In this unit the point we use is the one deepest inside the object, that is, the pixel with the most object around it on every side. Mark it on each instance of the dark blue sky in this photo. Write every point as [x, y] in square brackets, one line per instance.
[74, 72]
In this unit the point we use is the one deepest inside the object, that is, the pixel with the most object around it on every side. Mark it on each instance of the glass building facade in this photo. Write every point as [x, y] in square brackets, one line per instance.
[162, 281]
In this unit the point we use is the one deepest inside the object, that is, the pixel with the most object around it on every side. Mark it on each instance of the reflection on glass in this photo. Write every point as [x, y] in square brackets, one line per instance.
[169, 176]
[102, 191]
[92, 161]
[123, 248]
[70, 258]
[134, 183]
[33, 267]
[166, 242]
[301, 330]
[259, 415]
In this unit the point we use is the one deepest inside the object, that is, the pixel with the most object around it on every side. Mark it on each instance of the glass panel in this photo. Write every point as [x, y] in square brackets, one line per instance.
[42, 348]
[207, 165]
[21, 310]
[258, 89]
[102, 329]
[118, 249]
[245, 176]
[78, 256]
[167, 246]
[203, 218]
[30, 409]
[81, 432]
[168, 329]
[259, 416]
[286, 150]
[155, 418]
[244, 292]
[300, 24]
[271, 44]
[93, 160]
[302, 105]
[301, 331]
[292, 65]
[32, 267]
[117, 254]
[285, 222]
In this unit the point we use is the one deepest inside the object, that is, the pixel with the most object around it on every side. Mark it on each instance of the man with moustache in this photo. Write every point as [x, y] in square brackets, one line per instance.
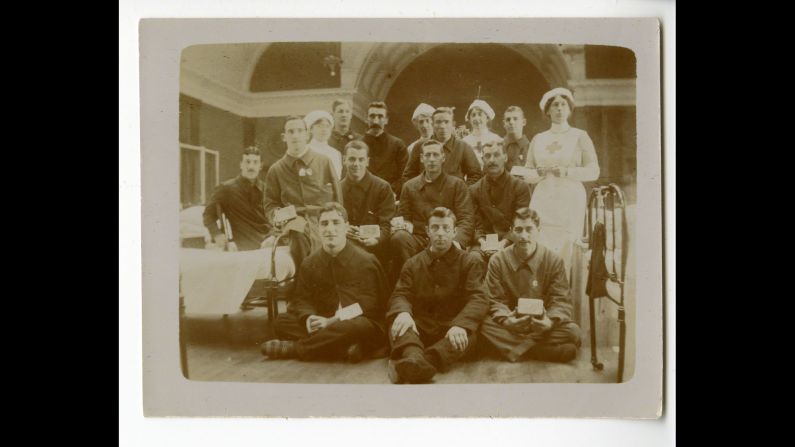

***

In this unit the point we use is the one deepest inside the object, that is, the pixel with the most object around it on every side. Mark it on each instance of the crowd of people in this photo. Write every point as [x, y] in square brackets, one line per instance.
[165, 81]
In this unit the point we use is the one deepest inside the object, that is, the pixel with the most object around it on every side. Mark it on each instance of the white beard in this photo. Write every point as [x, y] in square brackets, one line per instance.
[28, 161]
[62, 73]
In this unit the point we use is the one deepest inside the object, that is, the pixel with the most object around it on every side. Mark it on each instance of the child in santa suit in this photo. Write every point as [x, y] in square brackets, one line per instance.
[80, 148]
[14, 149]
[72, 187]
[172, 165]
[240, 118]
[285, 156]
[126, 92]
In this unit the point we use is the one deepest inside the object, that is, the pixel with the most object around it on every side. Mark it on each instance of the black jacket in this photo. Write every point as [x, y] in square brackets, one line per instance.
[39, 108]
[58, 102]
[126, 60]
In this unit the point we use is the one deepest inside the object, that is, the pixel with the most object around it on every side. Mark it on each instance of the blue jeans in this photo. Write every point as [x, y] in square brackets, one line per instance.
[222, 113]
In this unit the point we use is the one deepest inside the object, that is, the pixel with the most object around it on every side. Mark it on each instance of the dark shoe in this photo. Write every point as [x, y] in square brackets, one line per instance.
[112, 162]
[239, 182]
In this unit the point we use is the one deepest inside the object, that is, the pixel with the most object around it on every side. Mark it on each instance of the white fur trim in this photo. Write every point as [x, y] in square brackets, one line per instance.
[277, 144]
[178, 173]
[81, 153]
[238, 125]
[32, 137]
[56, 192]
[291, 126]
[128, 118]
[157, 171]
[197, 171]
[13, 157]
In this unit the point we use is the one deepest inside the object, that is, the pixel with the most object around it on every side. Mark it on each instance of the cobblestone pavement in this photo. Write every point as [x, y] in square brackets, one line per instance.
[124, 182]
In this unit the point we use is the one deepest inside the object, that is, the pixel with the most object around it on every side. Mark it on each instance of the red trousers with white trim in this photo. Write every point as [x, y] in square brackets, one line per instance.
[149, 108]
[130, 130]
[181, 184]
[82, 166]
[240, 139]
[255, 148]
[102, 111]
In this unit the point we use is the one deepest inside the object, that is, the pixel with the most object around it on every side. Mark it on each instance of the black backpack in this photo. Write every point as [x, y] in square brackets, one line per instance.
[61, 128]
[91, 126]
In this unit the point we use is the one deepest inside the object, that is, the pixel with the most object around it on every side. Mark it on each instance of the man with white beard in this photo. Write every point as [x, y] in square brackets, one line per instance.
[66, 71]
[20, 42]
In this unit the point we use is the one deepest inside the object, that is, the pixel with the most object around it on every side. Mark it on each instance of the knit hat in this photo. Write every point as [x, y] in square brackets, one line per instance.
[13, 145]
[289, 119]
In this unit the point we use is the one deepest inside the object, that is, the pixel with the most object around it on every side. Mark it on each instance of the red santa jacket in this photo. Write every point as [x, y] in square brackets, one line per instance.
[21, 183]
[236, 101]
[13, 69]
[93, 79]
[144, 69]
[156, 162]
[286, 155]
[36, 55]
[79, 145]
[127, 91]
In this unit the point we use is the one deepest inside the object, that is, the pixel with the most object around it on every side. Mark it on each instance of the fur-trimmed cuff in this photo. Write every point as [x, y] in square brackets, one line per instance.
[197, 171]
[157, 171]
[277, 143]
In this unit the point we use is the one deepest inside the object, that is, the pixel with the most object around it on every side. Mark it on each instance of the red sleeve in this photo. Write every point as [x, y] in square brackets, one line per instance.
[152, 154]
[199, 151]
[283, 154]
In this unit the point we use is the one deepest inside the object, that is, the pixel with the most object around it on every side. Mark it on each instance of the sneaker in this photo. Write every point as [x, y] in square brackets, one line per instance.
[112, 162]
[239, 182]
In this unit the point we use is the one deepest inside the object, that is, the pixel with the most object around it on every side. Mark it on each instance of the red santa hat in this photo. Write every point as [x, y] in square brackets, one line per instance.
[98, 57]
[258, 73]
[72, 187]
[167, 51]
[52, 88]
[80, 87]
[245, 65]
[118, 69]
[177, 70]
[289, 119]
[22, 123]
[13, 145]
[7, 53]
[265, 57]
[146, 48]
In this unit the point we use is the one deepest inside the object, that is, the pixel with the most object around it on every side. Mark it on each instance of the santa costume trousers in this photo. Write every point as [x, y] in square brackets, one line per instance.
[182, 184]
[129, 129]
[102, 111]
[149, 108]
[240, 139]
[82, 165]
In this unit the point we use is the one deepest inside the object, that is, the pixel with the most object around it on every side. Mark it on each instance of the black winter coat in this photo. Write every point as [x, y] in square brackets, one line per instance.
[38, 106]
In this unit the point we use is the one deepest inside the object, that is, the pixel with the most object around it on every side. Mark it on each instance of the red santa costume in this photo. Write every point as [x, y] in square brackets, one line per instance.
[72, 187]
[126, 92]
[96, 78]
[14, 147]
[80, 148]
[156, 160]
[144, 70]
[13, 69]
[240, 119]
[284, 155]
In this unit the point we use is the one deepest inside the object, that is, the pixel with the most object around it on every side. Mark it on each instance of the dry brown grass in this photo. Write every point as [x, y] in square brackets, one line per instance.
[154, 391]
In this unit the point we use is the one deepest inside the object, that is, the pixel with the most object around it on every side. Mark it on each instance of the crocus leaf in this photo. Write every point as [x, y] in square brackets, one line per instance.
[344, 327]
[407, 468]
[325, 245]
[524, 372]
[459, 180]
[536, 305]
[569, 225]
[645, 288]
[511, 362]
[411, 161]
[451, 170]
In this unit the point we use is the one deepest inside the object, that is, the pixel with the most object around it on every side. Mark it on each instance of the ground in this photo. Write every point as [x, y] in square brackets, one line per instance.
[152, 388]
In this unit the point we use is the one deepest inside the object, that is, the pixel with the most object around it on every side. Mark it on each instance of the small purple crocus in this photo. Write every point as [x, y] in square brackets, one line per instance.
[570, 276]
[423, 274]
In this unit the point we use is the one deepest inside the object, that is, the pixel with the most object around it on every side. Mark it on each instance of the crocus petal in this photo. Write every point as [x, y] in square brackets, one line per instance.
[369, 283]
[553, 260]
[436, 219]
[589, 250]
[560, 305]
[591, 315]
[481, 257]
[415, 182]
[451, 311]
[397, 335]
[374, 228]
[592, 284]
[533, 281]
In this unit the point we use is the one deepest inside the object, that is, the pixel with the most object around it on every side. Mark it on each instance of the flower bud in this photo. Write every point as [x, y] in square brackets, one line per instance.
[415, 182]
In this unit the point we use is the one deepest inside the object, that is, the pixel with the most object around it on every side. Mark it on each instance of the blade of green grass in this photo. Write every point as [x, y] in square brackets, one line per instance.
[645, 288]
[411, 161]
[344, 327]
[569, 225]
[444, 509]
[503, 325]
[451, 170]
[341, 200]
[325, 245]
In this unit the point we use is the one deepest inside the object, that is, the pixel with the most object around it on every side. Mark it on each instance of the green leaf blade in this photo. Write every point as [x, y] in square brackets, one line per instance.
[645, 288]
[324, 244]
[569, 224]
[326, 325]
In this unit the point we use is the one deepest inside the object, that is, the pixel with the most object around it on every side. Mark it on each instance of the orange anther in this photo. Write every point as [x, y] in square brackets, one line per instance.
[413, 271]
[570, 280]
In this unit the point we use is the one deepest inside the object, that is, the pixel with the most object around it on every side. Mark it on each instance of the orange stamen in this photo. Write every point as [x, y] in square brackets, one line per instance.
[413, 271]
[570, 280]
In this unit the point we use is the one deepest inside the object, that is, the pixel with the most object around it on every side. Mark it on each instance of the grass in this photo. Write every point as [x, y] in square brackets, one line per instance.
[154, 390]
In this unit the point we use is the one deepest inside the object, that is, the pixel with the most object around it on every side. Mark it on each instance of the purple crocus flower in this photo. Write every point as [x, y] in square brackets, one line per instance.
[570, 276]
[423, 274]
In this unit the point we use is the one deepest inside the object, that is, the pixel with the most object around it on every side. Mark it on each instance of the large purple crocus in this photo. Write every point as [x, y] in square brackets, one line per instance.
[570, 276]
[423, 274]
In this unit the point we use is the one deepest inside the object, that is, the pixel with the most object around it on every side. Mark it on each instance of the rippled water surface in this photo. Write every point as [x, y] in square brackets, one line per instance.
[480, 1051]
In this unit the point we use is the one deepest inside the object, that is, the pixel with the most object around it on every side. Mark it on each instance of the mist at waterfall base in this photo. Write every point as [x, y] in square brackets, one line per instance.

***

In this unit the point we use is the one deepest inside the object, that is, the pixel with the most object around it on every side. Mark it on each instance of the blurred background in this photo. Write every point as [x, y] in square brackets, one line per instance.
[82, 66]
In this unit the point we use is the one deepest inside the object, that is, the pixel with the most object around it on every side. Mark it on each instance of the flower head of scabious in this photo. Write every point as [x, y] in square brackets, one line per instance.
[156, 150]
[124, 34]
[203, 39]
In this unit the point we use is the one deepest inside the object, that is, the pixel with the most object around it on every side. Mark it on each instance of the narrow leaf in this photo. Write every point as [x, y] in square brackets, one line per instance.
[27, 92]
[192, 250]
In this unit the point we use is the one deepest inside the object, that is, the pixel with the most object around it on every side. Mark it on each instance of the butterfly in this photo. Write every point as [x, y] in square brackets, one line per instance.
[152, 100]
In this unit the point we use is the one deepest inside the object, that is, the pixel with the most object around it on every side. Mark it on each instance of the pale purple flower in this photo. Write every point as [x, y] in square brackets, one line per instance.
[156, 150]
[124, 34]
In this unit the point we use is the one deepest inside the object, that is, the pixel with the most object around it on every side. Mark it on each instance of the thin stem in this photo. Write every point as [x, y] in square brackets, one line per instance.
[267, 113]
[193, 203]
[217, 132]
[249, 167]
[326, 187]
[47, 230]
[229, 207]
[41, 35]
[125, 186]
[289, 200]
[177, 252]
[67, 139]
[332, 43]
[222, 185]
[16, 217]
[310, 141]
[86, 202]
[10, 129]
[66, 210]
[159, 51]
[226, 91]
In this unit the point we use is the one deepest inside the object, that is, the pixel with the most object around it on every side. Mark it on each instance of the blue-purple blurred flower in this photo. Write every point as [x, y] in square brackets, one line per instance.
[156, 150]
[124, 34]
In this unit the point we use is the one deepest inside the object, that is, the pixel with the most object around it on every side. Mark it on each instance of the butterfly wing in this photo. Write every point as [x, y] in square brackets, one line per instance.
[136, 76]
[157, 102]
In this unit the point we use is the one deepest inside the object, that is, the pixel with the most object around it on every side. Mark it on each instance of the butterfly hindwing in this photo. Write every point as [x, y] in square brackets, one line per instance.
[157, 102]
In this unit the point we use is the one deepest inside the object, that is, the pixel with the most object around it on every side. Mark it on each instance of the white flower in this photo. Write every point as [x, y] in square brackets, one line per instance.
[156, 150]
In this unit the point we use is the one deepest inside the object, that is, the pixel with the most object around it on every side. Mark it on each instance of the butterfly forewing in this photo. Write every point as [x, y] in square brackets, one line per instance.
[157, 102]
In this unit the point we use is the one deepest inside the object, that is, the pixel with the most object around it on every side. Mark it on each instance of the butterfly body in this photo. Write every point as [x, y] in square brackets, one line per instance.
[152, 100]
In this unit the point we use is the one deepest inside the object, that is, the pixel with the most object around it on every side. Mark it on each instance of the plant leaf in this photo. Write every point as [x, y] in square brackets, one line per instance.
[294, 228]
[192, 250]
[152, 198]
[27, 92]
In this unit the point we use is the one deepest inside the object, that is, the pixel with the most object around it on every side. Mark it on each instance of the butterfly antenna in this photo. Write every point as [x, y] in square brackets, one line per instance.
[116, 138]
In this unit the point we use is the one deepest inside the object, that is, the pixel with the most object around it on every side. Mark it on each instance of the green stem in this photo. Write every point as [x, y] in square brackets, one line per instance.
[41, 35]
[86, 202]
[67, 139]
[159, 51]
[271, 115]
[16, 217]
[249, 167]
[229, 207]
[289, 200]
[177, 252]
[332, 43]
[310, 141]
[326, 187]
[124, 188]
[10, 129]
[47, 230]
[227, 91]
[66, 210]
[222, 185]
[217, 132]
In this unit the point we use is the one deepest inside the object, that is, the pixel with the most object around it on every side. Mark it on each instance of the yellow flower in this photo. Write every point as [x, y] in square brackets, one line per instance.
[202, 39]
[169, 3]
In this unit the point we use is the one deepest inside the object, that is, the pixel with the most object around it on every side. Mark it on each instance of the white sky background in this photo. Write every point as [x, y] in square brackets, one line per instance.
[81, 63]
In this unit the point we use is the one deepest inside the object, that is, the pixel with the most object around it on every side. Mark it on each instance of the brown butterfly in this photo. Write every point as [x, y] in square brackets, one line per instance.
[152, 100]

***

**What to do**. Gather and copy out every line of the entries above that contains the word "base".

**Result below**.
In this unit the point we use is the one deepest inside the object, that is, the pixel with the most object around it on every side. Mark it on each instance of the mist at waterfall base in this photo. Write every point as [x, y] in square brackets, one line per instance.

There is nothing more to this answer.